(Geselecteerd fragment)
3.3.Schatting wederechtelijk verkregen voordeel
Voor de schatting van het wederrechtelijk verkregen voordeel van de veroordeelde is onderzoek gedaan in de periode van 1 januari 2018 tot en met 6 december 2021. Bij de schatting zijn de legale inkomsten van de veroordeelde in voornoemde periode in mindering gebracht op het bedrag dat de veroordeelde in die periode feitelijk heeft uitgegeven.
Voor de berekening van het wederrechtelijk verkregen voordeel is in het rapport uitgegaan van een kasopstelling, waarin de geldstromen inzichtelijk zijn gemaakt.De rechtbank zal ten behoeve van de berekening van het wederrechtelijk verkregen voordeel aan de hand van deze kasopstelling en – indien nodig – andere bewijsmiddelen het beginsaldo, de legale contante ontvangsten, het eindsaldo en de werkelijk contante uitgaven vaststellen.
Beginsaldo contant geld
Blijkens de kasopstelling had de veroordeelde op 1 januari 2018 een beginsaldo van
€ 2.828,52, bestaande uit € 500,00 aan contanten en € 2.338,52 aan giraal geld.
Legale inkomsten
In het rapport is onderzocht uit welke bronnen de veroordeelde legale contante inkomsten heeft ontvangen. Op grond van het rapport kan worden vastgesteld dat de veroordeelde in de onderzoeksperiode een totaalbedrag van € 24.250,28 aan legale inkomsten heeft ontvangen. Dit betrof het totaalbedrag aan ontvangen bedragen ad € 46.050,20 op zijn bankrekening.

(Opdracht 1)
Beantwoord op basis van het fragment:
(a) Over welke periode is onderzoek gedaan voor de schatting van het wederrechtelijk verkregen voordeel?
(b) Van welke opstelling is in het rapport uitgegaan voor de berekening?
(c) Welke vier posten zal de rechtbank vaststellen?
(Opdracht 2)
Neem uit het fragment letterlijk de passage over die begint bij de woorden "3.3.Schatting wederechtelijk verkregen" en eindigt na "contante uitgaven vaststellen.".

(Recordverzameling)
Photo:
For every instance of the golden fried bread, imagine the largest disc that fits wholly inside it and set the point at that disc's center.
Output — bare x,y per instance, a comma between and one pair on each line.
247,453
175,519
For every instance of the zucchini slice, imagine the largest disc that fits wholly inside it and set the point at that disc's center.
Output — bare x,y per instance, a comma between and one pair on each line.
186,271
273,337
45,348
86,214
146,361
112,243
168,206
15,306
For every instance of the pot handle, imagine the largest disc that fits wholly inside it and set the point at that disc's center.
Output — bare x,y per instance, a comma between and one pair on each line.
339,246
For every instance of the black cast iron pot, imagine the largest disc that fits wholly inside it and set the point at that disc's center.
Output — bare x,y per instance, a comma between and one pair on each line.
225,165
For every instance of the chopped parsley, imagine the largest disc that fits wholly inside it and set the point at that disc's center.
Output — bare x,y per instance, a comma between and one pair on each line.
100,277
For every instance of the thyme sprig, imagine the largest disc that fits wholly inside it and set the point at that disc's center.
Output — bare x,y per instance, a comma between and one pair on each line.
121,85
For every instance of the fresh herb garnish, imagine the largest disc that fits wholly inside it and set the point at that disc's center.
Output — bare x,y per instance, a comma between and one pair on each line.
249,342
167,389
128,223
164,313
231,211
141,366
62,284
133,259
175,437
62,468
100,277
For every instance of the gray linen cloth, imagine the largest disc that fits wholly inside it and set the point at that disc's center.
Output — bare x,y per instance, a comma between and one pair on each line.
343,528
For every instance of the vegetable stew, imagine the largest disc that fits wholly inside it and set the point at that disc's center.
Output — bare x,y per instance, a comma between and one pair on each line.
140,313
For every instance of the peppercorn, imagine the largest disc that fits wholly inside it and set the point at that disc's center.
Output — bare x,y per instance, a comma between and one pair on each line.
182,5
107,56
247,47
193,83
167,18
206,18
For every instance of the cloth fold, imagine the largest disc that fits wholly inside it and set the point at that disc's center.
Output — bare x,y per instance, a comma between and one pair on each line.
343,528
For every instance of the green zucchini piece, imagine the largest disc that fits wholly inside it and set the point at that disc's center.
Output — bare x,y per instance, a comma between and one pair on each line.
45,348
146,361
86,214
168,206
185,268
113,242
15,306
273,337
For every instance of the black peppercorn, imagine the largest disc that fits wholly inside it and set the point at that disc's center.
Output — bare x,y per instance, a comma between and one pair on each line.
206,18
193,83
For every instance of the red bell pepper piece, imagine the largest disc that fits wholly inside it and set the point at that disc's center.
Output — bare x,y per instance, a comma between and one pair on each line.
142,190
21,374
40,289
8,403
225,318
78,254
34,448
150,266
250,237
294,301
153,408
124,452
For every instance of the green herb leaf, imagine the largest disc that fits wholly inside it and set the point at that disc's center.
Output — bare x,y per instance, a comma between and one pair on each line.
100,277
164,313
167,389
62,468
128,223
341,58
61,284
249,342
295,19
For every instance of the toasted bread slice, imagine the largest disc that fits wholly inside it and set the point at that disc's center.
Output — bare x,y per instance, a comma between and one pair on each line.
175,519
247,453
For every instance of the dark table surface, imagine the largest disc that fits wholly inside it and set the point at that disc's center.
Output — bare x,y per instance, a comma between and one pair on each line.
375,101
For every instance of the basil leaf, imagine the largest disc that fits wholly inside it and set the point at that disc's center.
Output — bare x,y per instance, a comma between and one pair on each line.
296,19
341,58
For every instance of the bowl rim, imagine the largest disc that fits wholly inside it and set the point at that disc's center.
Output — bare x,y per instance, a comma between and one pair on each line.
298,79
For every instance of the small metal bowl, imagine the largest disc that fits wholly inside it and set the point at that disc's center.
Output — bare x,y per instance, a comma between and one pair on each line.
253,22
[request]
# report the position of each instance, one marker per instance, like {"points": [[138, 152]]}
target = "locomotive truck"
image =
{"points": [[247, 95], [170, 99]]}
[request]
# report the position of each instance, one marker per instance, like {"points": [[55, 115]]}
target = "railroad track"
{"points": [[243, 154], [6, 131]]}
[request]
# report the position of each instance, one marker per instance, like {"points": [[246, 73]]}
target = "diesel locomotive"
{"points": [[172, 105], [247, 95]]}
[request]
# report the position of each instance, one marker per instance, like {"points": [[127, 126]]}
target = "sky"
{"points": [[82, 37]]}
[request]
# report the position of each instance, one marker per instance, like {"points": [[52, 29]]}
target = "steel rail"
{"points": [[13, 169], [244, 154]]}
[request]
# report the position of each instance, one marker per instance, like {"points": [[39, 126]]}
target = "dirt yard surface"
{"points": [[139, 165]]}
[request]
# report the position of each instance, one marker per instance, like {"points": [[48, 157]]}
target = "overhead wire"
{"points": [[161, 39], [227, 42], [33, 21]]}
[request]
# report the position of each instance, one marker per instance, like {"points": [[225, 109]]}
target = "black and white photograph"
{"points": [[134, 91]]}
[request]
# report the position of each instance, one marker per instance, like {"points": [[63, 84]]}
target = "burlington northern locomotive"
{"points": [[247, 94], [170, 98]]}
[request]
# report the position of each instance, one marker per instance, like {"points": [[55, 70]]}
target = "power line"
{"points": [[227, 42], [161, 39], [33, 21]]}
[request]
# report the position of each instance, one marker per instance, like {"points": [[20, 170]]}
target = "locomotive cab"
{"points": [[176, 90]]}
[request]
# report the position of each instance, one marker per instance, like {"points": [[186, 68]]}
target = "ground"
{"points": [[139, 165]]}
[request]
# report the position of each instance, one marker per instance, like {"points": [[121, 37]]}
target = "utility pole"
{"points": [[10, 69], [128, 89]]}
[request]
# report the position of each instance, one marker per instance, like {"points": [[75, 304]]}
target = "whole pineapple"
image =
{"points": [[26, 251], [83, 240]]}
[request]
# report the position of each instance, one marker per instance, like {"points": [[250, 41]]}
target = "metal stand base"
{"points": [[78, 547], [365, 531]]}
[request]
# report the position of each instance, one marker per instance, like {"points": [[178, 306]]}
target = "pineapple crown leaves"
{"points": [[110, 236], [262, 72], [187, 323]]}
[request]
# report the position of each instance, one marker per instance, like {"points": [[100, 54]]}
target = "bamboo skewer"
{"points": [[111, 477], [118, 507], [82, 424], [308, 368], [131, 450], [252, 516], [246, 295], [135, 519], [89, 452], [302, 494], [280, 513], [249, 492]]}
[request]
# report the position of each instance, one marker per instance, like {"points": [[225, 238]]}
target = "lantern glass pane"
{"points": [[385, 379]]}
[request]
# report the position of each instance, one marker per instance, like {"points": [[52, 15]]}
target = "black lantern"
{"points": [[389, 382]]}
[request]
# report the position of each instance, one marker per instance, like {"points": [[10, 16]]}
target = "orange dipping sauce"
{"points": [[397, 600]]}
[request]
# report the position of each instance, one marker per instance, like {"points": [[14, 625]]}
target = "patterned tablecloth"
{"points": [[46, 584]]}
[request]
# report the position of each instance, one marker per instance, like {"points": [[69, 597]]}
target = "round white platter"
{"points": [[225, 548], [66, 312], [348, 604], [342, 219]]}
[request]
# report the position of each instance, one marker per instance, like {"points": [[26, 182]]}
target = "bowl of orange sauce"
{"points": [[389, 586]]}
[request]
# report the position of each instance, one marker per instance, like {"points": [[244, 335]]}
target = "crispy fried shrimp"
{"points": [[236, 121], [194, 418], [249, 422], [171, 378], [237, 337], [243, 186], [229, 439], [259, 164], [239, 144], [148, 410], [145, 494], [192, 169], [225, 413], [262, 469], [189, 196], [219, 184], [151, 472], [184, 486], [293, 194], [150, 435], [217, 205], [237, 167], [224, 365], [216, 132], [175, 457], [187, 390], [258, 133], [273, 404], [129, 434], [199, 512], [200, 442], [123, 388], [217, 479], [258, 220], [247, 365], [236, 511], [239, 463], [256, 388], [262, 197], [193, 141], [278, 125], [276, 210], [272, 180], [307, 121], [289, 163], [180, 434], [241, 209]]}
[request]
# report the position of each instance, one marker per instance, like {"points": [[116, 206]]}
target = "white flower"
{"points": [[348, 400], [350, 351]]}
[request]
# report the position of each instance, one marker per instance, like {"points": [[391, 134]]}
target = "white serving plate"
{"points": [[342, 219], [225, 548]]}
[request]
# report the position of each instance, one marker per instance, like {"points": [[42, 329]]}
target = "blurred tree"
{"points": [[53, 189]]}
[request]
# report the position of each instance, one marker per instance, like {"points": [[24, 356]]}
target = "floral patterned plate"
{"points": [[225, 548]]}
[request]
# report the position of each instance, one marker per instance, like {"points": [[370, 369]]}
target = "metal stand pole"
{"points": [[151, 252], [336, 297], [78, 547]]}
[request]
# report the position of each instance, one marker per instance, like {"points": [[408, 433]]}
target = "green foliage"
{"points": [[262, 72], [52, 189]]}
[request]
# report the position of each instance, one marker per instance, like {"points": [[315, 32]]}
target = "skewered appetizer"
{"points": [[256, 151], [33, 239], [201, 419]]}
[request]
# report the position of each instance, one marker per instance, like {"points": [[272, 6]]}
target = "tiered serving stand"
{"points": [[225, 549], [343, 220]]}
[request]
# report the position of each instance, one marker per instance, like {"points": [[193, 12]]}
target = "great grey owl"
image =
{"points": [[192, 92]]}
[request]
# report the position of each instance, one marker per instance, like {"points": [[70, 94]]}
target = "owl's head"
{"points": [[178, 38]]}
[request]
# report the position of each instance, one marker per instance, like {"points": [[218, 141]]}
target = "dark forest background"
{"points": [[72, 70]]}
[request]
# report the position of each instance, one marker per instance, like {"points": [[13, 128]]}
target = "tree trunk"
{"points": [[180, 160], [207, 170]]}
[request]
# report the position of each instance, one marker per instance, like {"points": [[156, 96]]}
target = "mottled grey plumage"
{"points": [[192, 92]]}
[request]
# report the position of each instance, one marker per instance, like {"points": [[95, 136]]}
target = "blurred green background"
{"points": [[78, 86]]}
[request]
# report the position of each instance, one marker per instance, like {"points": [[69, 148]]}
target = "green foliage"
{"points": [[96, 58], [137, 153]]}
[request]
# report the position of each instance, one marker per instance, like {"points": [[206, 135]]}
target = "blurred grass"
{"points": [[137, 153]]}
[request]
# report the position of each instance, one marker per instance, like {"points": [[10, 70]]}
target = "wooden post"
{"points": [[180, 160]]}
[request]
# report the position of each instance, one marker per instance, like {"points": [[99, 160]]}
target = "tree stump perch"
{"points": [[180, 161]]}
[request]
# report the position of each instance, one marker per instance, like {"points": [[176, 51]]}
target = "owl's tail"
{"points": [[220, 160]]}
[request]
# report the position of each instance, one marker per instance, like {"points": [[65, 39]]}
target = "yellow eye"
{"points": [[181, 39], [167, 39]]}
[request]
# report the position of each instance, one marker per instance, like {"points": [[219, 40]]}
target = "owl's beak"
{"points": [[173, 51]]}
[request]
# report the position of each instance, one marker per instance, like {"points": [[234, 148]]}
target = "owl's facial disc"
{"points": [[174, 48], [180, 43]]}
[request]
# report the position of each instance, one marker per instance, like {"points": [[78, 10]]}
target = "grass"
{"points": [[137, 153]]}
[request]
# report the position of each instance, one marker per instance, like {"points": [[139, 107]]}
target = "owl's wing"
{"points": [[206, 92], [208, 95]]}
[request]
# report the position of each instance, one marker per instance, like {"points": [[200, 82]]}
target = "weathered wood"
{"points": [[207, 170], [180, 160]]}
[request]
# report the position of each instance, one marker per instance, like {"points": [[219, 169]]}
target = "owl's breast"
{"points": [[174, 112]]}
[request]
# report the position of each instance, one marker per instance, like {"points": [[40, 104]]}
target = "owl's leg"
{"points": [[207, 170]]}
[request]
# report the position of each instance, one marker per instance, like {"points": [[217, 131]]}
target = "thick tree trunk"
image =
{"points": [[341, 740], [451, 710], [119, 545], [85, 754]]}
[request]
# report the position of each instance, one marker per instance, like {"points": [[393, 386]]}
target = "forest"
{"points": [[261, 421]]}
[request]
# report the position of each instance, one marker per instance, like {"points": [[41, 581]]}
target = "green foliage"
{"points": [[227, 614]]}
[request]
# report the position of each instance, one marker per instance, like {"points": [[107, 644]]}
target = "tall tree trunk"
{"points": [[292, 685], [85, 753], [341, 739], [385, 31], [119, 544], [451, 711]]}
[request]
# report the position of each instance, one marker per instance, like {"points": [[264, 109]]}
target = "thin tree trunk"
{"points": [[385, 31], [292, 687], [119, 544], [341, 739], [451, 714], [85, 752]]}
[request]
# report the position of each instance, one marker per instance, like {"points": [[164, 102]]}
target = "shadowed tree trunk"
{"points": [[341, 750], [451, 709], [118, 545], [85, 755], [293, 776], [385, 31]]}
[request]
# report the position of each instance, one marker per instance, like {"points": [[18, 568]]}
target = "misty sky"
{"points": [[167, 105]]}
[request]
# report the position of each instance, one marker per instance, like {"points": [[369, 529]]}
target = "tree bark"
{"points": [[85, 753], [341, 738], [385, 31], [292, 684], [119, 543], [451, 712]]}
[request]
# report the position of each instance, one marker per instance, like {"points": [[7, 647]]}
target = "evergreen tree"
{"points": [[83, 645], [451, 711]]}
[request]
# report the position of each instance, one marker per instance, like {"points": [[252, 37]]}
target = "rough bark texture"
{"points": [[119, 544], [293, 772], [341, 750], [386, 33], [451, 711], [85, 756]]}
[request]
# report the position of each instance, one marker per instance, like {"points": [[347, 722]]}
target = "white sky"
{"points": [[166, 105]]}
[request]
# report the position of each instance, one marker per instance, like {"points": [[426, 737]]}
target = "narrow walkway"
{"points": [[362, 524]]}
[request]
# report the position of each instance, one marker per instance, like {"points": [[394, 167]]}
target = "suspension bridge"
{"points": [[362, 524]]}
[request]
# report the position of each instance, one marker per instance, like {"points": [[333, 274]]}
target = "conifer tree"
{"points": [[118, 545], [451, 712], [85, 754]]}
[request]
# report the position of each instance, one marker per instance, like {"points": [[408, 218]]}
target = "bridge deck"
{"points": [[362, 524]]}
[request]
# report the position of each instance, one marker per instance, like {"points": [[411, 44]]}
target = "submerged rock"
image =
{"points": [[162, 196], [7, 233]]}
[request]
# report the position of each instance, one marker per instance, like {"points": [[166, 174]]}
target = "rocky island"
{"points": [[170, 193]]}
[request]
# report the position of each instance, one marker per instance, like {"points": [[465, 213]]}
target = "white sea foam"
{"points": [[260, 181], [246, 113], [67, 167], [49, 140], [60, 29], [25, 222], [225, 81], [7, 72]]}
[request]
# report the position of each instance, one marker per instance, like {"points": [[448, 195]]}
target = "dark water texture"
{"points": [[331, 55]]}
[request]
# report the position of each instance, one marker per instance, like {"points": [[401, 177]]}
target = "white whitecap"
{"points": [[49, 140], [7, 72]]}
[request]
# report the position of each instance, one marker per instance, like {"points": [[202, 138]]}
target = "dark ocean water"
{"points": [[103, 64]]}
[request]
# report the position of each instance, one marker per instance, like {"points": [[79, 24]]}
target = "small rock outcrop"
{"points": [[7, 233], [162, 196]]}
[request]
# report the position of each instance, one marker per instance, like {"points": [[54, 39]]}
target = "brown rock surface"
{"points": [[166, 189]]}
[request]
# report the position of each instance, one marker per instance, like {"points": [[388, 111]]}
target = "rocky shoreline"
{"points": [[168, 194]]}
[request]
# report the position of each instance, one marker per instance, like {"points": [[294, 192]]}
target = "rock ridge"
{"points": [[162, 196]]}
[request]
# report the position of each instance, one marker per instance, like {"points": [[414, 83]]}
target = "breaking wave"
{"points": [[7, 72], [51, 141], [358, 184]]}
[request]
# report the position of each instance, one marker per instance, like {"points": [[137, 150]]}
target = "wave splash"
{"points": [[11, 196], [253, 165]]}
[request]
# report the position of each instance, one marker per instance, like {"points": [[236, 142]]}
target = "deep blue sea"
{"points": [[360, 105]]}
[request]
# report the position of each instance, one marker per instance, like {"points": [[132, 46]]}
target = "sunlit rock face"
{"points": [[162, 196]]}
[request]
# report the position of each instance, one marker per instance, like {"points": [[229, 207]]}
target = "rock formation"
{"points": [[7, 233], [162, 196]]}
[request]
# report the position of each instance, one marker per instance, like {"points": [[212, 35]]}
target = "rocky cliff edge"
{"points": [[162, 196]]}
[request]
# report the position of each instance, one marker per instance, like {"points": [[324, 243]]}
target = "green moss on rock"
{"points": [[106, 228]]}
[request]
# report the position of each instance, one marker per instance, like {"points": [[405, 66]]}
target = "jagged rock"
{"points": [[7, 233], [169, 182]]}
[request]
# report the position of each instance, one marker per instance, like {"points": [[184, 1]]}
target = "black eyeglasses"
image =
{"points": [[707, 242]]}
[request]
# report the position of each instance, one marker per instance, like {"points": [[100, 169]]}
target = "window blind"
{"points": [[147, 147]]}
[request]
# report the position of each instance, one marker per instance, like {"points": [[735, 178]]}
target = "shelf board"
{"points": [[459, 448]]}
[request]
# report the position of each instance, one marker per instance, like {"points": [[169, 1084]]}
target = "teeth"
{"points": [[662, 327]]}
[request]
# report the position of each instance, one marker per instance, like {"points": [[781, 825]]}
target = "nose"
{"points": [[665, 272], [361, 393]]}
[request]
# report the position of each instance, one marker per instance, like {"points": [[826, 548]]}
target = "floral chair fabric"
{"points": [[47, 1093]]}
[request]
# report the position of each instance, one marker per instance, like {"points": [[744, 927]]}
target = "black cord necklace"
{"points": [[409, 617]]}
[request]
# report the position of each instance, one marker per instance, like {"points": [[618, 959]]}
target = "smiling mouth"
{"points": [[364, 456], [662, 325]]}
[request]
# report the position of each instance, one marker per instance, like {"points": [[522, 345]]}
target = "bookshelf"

(Antwoord 1)
(a) Van 1 januari 2018 tot en met 6 december 2021.
(b) Van een kasopstelling.
(c) Het beginsaldo, de legale contante ontvangsten, het eindsaldo en de werkelijk contante uitgaven.

(Antwoord 2)
3.3.Schatting wederechtelijk verkregen voordeel
Voor de schatting van het wederrechtelijk verkregen voordeel van de veroordeelde is onderzoek gedaan in de periode van 1 januari 2018 tot en met 6 december 2021. Bij de schatting zijn de legale inkomsten van de veroordeelde in voornoemde periode in mindering gebracht op het bedrag dat de veroordeelde in die periode feitelijk heeft uitgegeven.
Voor de berekening van het wederrechtelijk verkregen voordeel is in het rapport uitgegaan van een kasopstelling, waarin de geldstromen inzichtelijk zijn gemaakt.De rechtbank zal ten behoeve van de berekening van het wederrechtelijk verkregen voordeel aan de hand van deze kasopstelling en – indien nodig – andere bewijsmiddelen het beginsaldo, de legale contante ontvangsten, het eindsaldo en de werkelijk contante uitgaven vaststellen.